### YOUR INSTRUCTIONS:
Copy every line of the records below character for character.

=== MATERIAL FOR THE TASK ===

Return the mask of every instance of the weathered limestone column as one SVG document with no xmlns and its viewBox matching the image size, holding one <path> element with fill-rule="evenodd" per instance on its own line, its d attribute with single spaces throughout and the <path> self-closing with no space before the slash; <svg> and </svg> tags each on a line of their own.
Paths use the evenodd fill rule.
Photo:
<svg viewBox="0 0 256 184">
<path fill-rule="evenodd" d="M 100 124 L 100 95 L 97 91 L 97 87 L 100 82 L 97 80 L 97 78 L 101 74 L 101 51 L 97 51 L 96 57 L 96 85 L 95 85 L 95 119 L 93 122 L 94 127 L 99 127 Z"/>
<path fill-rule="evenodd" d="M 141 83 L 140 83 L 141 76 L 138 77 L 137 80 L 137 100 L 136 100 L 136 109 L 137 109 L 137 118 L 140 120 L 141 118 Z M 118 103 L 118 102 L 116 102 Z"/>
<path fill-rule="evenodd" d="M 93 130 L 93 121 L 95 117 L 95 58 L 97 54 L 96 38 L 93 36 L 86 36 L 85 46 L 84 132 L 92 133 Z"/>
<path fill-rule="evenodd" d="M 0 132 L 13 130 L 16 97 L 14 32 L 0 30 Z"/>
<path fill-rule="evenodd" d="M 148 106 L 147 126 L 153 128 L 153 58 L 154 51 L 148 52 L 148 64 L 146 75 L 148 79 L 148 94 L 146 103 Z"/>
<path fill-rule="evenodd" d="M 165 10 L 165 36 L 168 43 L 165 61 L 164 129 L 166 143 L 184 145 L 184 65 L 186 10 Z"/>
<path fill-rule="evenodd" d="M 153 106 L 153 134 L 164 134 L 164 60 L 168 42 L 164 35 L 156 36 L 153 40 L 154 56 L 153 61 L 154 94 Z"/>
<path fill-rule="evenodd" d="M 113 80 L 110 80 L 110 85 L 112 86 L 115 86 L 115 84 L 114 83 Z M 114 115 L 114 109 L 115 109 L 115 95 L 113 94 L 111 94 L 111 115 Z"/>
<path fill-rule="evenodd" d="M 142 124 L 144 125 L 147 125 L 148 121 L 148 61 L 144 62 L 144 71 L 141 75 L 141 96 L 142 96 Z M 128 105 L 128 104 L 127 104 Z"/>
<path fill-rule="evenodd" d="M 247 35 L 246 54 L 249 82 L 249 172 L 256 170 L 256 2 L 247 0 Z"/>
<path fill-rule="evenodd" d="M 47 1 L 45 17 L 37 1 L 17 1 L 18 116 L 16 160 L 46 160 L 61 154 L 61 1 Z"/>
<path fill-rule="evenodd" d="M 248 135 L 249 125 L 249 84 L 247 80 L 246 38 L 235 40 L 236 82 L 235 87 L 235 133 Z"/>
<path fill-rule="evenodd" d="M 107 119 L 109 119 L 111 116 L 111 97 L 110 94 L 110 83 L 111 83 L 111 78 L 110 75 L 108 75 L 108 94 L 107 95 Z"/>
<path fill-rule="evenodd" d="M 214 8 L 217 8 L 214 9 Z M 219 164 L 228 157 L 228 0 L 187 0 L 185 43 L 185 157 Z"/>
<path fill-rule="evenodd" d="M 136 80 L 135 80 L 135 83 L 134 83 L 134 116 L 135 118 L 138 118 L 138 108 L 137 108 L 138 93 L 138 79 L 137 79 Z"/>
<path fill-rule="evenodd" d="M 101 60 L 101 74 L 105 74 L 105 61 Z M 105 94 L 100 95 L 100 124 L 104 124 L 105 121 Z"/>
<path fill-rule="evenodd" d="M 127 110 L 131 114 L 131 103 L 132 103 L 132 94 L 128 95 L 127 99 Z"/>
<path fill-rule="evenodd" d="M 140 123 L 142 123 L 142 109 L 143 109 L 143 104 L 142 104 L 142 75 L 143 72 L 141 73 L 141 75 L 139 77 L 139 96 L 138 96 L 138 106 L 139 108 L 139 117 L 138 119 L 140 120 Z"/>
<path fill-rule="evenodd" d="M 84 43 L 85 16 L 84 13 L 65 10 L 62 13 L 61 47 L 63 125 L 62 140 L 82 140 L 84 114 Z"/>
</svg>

===

### RESULT:
Return the mask of every instance of the weathered limestone column as one SVG document with no xmlns and its viewBox matching the image size, holding one <path> element with fill-rule="evenodd" per instance on its own line, its d attribute with single spaces throughout and the <path> self-closing with no space before the slash; <svg> and </svg> tags each on a line of their own.
Paths use the evenodd fill rule.
Photo:
<svg viewBox="0 0 256 184">
<path fill-rule="evenodd" d="M 100 124 L 100 95 L 97 91 L 97 87 L 100 82 L 97 80 L 97 78 L 101 74 L 101 51 L 97 51 L 96 57 L 96 85 L 95 85 L 95 119 L 93 122 L 94 127 L 99 127 Z"/>
<path fill-rule="evenodd" d="M 141 83 L 140 83 L 141 76 L 138 77 L 137 80 L 137 100 L 136 100 L 136 109 L 137 109 L 137 118 L 140 120 L 141 118 Z M 118 103 L 118 102 L 116 102 Z"/>
<path fill-rule="evenodd" d="M 93 130 L 93 121 L 95 117 L 95 58 L 97 54 L 96 38 L 93 36 L 86 36 L 85 46 L 84 132 L 92 133 Z"/>
<path fill-rule="evenodd" d="M 0 132 L 13 130 L 16 97 L 14 32 L 0 30 Z"/>
<path fill-rule="evenodd" d="M 148 106 L 147 126 L 153 128 L 153 58 L 154 51 L 148 52 L 148 64 L 146 75 L 148 79 L 148 94 L 146 103 Z"/>
<path fill-rule="evenodd" d="M 165 10 L 165 36 L 168 43 L 165 61 L 164 129 L 166 143 L 184 145 L 184 65 L 186 10 Z"/>
<path fill-rule="evenodd" d="M 153 106 L 153 134 L 164 134 L 164 60 L 168 42 L 164 35 L 156 36 L 153 40 L 154 56 L 153 61 L 154 94 Z"/>
<path fill-rule="evenodd" d="M 113 80 L 110 80 L 110 85 L 112 86 L 115 86 L 115 84 L 114 83 Z M 114 115 L 114 109 L 115 109 L 115 95 L 113 94 L 111 94 L 111 115 Z"/>
<path fill-rule="evenodd" d="M 142 124 L 144 125 L 147 125 L 148 121 L 148 61 L 144 62 L 144 71 L 141 75 L 141 96 L 142 96 Z M 128 105 L 128 104 L 127 104 Z"/>
<path fill-rule="evenodd" d="M 247 35 L 246 54 L 249 82 L 249 172 L 256 170 L 256 2 L 247 0 Z"/>
<path fill-rule="evenodd" d="M 47 1 L 45 17 L 37 1 L 17 1 L 18 116 L 16 160 L 46 160 L 61 154 L 61 1 Z"/>
<path fill-rule="evenodd" d="M 248 135 L 249 125 L 249 84 L 247 80 L 246 38 L 235 40 L 236 82 L 235 87 L 235 133 Z"/>
<path fill-rule="evenodd" d="M 107 119 L 109 119 L 111 116 L 111 97 L 110 94 L 110 83 L 111 83 L 111 78 L 110 75 L 108 75 L 108 94 L 107 95 Z"/>
<path fill-rule="evenodd" d="M 214 8 L 217 8 L 214 9 Z M 219 164 L 228 157 L 228 0 L 187 0 L 185 43 L 185 157 Z"/>
<path fill-rule="evenodd" d="M 136 80 L 135 80 L 135 83 L 134 83 L 134 116 L 135 118 L 138 118 L 138 108 L 137 108 L 138 93 L 138 79 L 137 79 Z"/>
<path fill-rule="evenodd" d="M 101 60 L 101 74 L 105 74 L 105 61 Z M 105 94 L 100 95 L 100 124 L 104 124 L 105 121 Z"/>
<path fill-rule="evenodd" d="M 127 110 L 131 114 L 131 103 L 132 103 L 132 94 L 128 95 L 127 99 Z"/>
<path fill-rule="evenodd" d="M 140 123 L 142 123 L 142 109 L 143 109 L 143 104 L 142 104 L 142 75 L 143 72 L 141 73 L 141 75 L 139 77 L 139 96 L 138 96 L 138 106 L 139 108 L 139 117 L 138 119 L 140 120 Z"/>
<path fill-rule="evenodd" d="M 84 43 L 85 16 L 84 13 L 65 10 L 62 13 L 61 47 L 63 125 L 62 140 L 82 140 L 84 114 Z"/>
</svg>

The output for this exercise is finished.